Lay out the rows below as a JSON list of strings, one string for each line, skipping any blank lines.

Contour annotation records:
════════════════════
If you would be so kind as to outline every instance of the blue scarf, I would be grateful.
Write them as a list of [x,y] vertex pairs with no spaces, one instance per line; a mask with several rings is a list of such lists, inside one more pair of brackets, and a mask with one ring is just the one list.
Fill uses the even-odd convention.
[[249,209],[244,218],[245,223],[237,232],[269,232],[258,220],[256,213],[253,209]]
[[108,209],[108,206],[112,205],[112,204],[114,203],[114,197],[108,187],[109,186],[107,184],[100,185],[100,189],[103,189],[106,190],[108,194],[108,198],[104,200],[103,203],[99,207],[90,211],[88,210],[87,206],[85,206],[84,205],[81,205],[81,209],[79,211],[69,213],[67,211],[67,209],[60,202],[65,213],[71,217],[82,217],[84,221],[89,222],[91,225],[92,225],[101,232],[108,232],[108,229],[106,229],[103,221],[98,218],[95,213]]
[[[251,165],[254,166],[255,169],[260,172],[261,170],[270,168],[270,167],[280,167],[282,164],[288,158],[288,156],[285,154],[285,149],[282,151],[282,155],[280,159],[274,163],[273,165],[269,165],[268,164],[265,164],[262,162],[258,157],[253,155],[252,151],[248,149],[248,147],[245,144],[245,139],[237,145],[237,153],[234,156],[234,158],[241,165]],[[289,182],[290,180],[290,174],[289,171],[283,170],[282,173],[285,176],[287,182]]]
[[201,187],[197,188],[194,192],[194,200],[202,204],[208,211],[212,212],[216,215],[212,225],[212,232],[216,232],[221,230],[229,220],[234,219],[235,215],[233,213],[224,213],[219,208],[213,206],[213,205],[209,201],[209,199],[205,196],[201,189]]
════════════════════
Full answer:
[
  "If you would be so kind as to outline every instance of the blue scarf, I would be grateful.",
  "Write them as a list of [x,y] vertex pairs with no spaces, one instance per line; a mask with several rings is a list of such lists, inside one more pair of brackets, and a mask with one ring is just the one list.",
  "Fill uses the even-odd convention.",
  "[[249,209],[244,218],[245,223],[237,232],[269,232],[258,220],[256,213],[253,209]]",
  "[[108,209],[108,206],[112,205],[112,204],[114,203],[114,197],[108,187],[109,186],[107,184],[100,185],[100,189],[103,189],[106,190],[108,194],[108,198],[104,200],[103,203],[99,207],[90,211],[88,210],[87,206],[85,206],[84,205],[81,205],[81,209],[79,211],[69,213],[67,211],[67,209],[60,202],[65,213],[71,217],[82,217],[84,221],[89,222],[91,225],[92,225],[101,232],[108,232],[108,229],[106,229],[103,221],[98,218],[95,213]]",
  "[[[251,165],[254,166],[255,169],[260,172],[261,170],[270,168],[270,167],[280,167],[282,164],[288,158],[288,156],[285,154],[285,149],[282,151],[282,155],[280,159],[274,163],[273,165],[269,165],[268,164],[265,164],[262,162],[258,157],[253,155],[252,151],[248,149],[248,147],[245,144],[245,139],[237,145],[237,153],[234,156],[234,158],[241,165]],[[289,182],[290,180],[290,174],[289,171],[283,170],[282,173],[285,176],[287,182]]]",
  "[[201,187],[197,188],[194,192],[194,200],[202,204],[208,211],[212,212],[216,215],[212,225],[212,232],[216,232],[221,230],[229,220],[234,219],[235,215],[233,213],[224,213],[219,208],[213,206],[213,205],[209,201],[209,199],[205,196],[201,189]]"
]